(Source data)
========
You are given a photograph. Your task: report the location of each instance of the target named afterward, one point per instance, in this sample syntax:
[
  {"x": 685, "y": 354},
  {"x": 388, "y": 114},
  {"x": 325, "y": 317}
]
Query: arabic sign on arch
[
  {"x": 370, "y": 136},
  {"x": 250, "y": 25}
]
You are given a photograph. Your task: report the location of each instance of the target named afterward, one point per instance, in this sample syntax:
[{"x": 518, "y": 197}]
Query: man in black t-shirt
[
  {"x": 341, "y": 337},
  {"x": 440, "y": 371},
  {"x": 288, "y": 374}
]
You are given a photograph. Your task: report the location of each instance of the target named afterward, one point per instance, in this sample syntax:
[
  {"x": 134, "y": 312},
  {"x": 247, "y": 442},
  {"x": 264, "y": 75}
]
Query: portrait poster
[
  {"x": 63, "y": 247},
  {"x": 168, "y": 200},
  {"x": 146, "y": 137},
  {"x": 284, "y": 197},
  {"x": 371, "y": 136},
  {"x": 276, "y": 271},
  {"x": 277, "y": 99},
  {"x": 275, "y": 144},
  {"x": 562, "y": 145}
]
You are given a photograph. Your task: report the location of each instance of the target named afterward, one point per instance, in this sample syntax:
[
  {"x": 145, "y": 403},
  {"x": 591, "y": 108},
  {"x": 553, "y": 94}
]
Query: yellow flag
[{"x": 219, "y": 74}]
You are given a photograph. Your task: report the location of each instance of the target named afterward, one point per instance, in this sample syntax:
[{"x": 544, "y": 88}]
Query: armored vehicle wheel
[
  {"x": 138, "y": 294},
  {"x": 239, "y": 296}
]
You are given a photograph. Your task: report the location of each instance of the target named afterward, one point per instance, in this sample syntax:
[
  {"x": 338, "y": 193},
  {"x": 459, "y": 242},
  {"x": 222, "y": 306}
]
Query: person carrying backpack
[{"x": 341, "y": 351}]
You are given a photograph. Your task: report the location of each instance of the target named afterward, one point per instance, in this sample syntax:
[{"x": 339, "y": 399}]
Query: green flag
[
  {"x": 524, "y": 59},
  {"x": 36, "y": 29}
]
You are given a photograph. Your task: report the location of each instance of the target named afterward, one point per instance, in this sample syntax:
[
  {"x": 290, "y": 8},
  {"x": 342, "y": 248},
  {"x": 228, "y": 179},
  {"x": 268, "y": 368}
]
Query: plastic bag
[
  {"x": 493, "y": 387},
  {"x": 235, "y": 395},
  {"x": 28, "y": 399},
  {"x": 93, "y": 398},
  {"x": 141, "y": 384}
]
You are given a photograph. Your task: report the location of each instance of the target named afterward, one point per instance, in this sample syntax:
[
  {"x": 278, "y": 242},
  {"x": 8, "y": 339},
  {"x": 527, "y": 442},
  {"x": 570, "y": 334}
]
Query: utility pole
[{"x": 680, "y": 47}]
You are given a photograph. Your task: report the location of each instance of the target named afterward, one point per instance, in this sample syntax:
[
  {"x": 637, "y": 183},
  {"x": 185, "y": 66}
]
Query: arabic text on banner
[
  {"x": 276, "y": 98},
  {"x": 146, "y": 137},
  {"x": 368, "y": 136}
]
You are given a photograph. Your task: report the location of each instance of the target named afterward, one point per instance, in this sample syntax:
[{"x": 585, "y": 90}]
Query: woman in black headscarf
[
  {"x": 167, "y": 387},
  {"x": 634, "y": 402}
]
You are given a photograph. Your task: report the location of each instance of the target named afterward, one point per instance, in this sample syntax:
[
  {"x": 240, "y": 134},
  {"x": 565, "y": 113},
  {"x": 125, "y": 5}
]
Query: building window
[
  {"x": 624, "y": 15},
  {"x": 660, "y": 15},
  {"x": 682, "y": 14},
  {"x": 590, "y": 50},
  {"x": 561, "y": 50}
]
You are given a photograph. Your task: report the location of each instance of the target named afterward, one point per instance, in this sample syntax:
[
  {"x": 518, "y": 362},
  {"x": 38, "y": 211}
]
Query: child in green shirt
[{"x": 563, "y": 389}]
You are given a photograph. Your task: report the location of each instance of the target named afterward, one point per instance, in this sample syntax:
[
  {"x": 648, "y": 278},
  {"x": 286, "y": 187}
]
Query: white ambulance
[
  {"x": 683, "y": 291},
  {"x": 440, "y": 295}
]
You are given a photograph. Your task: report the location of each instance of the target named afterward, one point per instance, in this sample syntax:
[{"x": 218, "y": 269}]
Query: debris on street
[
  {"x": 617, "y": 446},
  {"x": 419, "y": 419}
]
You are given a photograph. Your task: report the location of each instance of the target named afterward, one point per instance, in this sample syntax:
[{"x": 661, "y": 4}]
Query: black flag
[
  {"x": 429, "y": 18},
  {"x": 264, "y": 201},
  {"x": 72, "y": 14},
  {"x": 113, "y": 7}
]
========
• WHAT YOU HAVE TO DO
Print exactly the lines between the line with "Query: building window" and the final line of the records above, both included.

• SOLUTION BELOW
Query: building window
[
  {"x": 624, "y": 15},
  {"x": 660, "y": 15},
  {"x": 682, "y": 14},
  {"x": 590, "y": 50},
  {"x": 561, "y": 50}
]
You are given a photograph. Your task: report the location of each instance of the target named afterward, one point per instance, in this sample syntax:
[
  {"x": 518, "y": 362},
  {"x": 38, "y": 211}
]
Query: child in green shirt
[{"x": 563, "y": 389}]
You are given a photograph. Your task: report the location of each instance of the target named afterward, one point per instance, in this sample syntax:
[
  {"x": 648, "y": 278},
  {"x": 286, "y": 187}
]
Query: white ambulance
[
  {"x": 683, "y": 291},
  {"x": 440, "y": 295}
]
You are given a photograph. Your task: report the location of each instance of the target named afterward, one point per instance, in this sample syntax:
[{"x": 218, "y": 269}]
Query: debris on street
[
  {"x": 617, "y": 446},
  {"x": 419, "y": 419}
]
You are given a photograph. Your task: report the location of each instance of the target named afterward, one point per instance, in this sample syntax:
[{"x": 661, "y": 4}]
Query: black flag
[
  {"x": 429, "y": 18},
  {"x": 264, "y": 201},
  {"x": 72, "y": 14},
  {"x": 113, "y": 7}
]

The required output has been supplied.